_Work to complete_.
Please continue the passage on Pride Month and corporate support from the point where it ends.

_Document passage_.
The company plans to donate over $150,000 this year, the proceeds from Pride-branded merch.

Pride = Mixed emotions

It’s a sign of the LGBTQ community’s maturity and ability to self-reflect that every year, there’s a reexamination of what (and who) Pride Month has come to represent. What was once a collective act of defiance in a world that wanted us dead of AIDS is now a month-long celebration of LGBTQ purchasing power.

That makes the cannabis industry’s approach to Pride so conspicuous and refreshing.

There are plenty of corporations slapping a rainbow on their socials during Pride Month and calling it a day. Then there are companies like Toyota USA or AT&T that talk a good Pride game while simultaneously bankrolling anti-LGBTQ politicians and legislation.

And the critique that Pride has become too corporate gets louder every year.

But as queer writer and editor Sigrid Ellis explained in a recent Twitter thread, it’s more complicated than that.

“In my lifetime businesses would and did refuse to serve queers,” Ellis explained. “And I don’t just mean one bigoted cake-baker. I mean banks. Realtors. Doctors. Plumbers. Car dealerships. We’d just get told to leave”

“When the very first businesses started supporting Pride, we were loyal. These companies were safe. We could work there, buy from them, and if we weren’t always treated with dignity by every employee, well, we had recourse,” they continued. “We were loyal to Subaru for a reason. We got mortgages from Wells Fargo. We shopped at Target. Because those were some of the first companies that met the incredibly low bar of ‘you are not so loathsome that we will refuse your money.’ It was humanizing.

_Study material_.
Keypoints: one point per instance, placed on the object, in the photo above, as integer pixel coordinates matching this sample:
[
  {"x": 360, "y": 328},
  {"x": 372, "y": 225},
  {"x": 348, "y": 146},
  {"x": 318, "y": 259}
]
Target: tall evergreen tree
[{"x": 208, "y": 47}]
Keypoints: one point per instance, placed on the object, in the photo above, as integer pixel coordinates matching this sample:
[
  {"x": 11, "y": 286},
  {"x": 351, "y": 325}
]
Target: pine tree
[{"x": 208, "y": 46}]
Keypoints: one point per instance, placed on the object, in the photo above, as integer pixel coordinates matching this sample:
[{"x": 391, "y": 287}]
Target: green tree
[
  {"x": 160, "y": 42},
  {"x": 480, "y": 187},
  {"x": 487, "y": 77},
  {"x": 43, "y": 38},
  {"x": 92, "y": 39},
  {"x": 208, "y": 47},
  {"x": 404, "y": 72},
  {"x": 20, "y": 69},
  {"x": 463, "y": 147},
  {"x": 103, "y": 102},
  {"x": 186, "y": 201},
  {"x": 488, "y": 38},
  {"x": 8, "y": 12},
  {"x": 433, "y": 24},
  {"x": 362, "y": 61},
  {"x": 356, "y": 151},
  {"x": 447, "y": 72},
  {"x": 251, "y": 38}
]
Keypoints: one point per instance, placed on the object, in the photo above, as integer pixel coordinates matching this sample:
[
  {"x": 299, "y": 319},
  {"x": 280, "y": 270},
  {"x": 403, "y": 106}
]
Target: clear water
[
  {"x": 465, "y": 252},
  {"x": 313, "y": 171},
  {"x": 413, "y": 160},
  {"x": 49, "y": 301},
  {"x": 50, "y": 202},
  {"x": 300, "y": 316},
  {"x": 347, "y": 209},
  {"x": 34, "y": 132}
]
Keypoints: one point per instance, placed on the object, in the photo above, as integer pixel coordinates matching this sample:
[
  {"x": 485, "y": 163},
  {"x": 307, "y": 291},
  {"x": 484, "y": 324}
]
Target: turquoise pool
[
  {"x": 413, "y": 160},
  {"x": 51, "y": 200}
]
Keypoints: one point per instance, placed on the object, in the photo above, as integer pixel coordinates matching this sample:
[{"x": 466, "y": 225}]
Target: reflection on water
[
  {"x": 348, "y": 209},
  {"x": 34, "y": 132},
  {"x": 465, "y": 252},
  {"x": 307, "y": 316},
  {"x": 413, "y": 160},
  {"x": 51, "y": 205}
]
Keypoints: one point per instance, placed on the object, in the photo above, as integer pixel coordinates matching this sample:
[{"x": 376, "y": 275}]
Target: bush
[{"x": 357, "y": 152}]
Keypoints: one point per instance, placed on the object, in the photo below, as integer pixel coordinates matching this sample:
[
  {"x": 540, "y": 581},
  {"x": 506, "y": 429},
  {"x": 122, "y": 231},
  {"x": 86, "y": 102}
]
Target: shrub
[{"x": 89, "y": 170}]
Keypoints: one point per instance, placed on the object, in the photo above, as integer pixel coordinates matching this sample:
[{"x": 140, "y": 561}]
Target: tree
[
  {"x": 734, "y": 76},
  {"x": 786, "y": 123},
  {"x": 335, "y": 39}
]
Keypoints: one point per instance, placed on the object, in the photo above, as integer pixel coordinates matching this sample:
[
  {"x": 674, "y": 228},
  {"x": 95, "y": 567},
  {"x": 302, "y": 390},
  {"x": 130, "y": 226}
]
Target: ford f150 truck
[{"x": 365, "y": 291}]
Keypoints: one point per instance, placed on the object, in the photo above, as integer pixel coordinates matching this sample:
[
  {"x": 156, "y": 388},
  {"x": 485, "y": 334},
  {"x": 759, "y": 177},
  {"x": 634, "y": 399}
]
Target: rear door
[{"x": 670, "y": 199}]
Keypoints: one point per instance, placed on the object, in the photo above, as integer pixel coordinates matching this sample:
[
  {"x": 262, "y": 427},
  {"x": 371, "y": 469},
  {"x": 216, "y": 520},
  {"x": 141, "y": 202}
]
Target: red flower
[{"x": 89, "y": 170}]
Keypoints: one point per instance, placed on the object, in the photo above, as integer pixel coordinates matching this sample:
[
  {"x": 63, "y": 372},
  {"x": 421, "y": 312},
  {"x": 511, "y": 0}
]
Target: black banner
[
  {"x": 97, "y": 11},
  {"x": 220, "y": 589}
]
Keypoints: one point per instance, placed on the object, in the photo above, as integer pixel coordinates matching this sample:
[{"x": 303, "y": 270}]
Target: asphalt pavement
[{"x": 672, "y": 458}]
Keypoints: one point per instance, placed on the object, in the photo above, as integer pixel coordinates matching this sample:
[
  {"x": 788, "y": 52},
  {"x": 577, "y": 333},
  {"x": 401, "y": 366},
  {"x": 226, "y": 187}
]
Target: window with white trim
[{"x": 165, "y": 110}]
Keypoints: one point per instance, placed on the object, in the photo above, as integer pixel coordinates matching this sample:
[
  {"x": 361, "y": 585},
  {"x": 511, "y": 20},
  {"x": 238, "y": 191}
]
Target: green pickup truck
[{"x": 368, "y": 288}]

_Output below_.
“So, yeah, I roll my eyes at corporate Pride. But my first mortgage was through Wells Fargo, and I didn’t have to lie about my life to get it, and I remember that. Mixed feelings, is all I’m saying. Mixed.”

Rainbow Weed

Cannabis in America is a burgeoning multi-billion-dollar industry. Pretty soon the big names in cannabis will match the earning power of America’s greatest corporate titans. Of all the corporations looking for the rainbow sheen during Pride Month, none has queer liberty in their DNA quite like this industry does.

Matt Brown is a field marketing rep at Kiva, an industry pioneer in cannabis edibles based in California, home of America’s first referendum to legalize medical cannabis.

“To put it plainly, there is no legal cannabis without the LGBTQ community,” Brown told LGBTQ Nation. “Cannabis legalization and activism are rooted directly in the queer rights movement. This movement, led by many who were HIV positive, was a huge steppingstone for normalizing the plant. These fearless individuals helped ignite an immense catalyst for change and progress that encompasses everything we see today in the cannabis industry and in its reform.”

The margin of victory in California’s 1996 referendum, over a million votes, was guaranteed by huge margins in LA and San Francisco, two cities still scarred by the AIDS crisis.

Kiva is donating $100,000 to benefit multiple charities with a proven track record.

“It was important to us that this year our philanthropy supported the trans community in particular,” Brown explained. “FOLX Health, The Black Trans Advocacy Coalition, The Los Angeles LGBT Center, Transgender Law Center, and GLAAD all are making a huge difference, fostering dialogue, and cultivating change from their ongoing work on a profoundly hands-on level.”

The transgender community is under attack in statehouses from coast to coast. Kiva’s focus on this stigmatized and vulnerable population proves they did their homework.

June 2022

Pride Month is an opportunity to celebrate the outsized role LGBTQ people played in legalizing cannabis in (so far) 37 states and the District of Columbia.

Changing all those hearts and minds about America’s cruel approach to drug policy was a remarkable burst of social progress. That full-scale reconsideration of America’s cannabis laws happened within a generation or two, an effort turbocharged by the AIDS crisis.

That’s queer history. That’s American history.

And its history that the cannabis industry is putting front-and-center all month long.

Jay Lassiter is a writer and podcaster based in Cherry Hill, NJ. He’s been HIV+ for 30 years and used cannabis the entire time. Most of that time as a criminal.